── SUPPLIED INFORMATION ──

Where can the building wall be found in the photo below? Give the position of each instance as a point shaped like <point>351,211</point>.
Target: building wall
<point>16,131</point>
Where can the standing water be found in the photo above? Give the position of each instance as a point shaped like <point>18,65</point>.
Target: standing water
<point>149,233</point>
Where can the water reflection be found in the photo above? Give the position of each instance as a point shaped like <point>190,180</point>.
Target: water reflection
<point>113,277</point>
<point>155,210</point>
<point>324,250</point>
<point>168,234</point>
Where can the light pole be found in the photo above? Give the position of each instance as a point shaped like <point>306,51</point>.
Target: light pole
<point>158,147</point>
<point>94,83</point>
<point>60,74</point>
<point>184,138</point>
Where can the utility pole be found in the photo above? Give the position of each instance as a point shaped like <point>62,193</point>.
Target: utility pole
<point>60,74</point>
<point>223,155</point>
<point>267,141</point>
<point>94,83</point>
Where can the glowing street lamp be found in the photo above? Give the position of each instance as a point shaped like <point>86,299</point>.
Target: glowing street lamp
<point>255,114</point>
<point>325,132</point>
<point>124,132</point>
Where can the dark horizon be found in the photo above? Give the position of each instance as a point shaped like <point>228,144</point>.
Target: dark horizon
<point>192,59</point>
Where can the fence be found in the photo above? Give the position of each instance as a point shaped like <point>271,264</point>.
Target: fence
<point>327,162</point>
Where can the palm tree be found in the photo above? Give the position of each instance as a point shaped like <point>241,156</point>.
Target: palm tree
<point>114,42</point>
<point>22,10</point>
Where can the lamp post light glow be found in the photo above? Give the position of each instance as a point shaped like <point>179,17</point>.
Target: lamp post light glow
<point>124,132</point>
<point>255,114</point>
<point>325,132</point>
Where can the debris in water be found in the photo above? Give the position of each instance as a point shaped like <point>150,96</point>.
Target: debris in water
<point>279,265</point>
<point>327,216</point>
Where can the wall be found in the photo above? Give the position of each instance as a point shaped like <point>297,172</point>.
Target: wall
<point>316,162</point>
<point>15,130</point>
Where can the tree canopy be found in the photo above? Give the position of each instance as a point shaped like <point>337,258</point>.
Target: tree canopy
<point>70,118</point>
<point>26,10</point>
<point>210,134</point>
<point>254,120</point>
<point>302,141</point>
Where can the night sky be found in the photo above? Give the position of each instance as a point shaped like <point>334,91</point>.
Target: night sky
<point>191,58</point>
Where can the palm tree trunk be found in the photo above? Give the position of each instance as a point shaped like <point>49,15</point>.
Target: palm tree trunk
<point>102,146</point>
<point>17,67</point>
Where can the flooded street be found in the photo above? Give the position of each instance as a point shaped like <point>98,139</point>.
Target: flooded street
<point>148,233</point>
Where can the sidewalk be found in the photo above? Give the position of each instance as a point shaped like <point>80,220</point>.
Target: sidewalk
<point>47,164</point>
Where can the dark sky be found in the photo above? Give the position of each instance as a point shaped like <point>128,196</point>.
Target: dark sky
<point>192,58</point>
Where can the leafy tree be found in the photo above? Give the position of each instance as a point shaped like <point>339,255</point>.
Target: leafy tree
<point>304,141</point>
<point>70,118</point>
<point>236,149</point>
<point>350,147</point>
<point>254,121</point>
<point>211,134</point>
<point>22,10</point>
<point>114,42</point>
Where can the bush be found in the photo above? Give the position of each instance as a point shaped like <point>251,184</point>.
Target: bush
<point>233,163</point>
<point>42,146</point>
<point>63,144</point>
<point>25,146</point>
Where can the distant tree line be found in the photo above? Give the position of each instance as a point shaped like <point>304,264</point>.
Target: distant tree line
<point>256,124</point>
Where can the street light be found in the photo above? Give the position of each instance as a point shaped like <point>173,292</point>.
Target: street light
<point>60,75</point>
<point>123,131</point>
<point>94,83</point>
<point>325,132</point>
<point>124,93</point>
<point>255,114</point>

───

**TASK PROMPT**: Extract every record and return it verbatim.

**ANSWER SECTION**:
Where can the building wall be found in the photo below? Give the position of each instance as a point shaped like <point>351,211</point>.
Target: building wall
<point>16,131</point>
Where can the standing water be found in the photo above? Give the position of each instance as a point shaped like <point>18,65</point>.
Target: standing water
<point>149,233</point>
Where can the water reflection be found in the photo above? Give the position of each instance as a point shaped like <point>190,180</point>.
Target: water reflection
<point>113,277</point>
<point>155,210</point>
<point>324,250</point>
<point>168,234</point>
Where can the light pole be found in the photo above? Give the position of each instance as a point shaped like <point>306,51</point>.
Target: light pole
<point>158,147</point>
<point>94,83</point>
<point>60,74</point>
<point>184,138</point>
Where can the utility pole be found in the photo above? Give the position of each instance as a point shaped like <point>62,193</point>.
Target: utility pole
<point>60,74</point>
<point>223,155</point>
<point>267,141</point>
<point>94,83</point>
Where can the glowing street lamp be found in the photo above? Give the position of each instance as a point shaped like <point>86,299</point>.
Target: glowing street lamp
<point>255,114</point>
<point>325,132</point>
<point>124,132</point>
Where can the dark horizon be found in the photo above? Give the position of each instance as a point shaped like <point>228,144</point>.
Target: dark horizon
<point>192,59</point>
Where can the fence be found in the photo above? Give the position of each instance as a point shaped like <point>271,264</point>.
Target: fence
<point>327,162</point>
Where can the palm tree be found in the photo above? Give the position of each instance as a point shaped like <point>241,156</point>.
Target: palm tree
<point>114,42</point>
<point>22,10</point>
Where can the lamp post light glow be found in the photo above? Give the position of each instance as a point shaped like <point>179,17</point>.
Target: lamp post light glow
<point>124,132</point>
<point>255,114</point>
<point>325,132</point>
Where can the debris in water be found in the photo above? Give the position of each instance as a point shaped like <point>150,96</point>.
Target: debris in water
<point>279,265</point>
<point>327,216</point>
Where can the wall be found in the photo above? Give the position of each instance as a point shaped like <point>297,172</point>.
Target: wall
<point>316,162</point>
<point>15,130</point>
Where can the tree canopy be found in the photo above? Give the position of each instance as a point shaped like <point>337,258</point>.
Target: tree canopy
<point>70,118</point>
<point>26,10</point>
<point>210,134</point>
<point>254,120</point>
<point>302,141</point>
Where can the night sky be found in the photo above? Give the position of each instance as a point shaped like <point>334,91</point>.
Target: night sky
<point>191,58</point>
Where can the palm tree trunk be found in the photo above? Give the position of each instance as a point shaped like <point>49,15</point>.
Target: palm tree trunk
<point>102,146</point>
<point>17,67</point>
Where can the flooded street be found in the photo above? Give the position of each instance as a point shaped like <point>98,139</point>.
Target: flooded street
<point>148,233</point>
Where can the sidewalk be found in the photo above? Give the position of each instance as a point shaped like <point>80,220</point>.
Target: sidewalk
<point>47,164</point>
Where can the dark sky be found in the photo above? Give the position of each instance as a point shaped like <point>128,196</point>.
Target: dark sky
<point>192,58</point>
Where can the leafy tree be found in the photo above? Give the position of each instance as a point shaped like <point>339,255</point>.
Target: leafy tree
<point>304,141</point>
<point>70,118</point>
<point>236,149</point>
<point>350,147</point>
<point>254,121</point>
<point>211,134</point>
<point>22,10</point>
<point>114,42</point>
Where can the bush be found in the photo above? Give the position of each instance as a point shaped like <point>251,184</point>.
Target: bush
<point>233,163</point>
<point>42,146</point>
<point>63,144</point>
<point>25,146</point>
Where can the distant tree line be found in the photo above? Give the position of each instance as a point shaped like <point>304,264</point>.
Target: distant tree line
<point>256,124</point>
Where can the street light be found in the photo above? Give the position of each instance as a point shaped like <point>173,292</point>.
Target: street light
<point>60,75</point>
<point>123,131</point>
<point>94,83</point>
<point>325,132</point>
<point>124,93</point>
<point>255,114</point>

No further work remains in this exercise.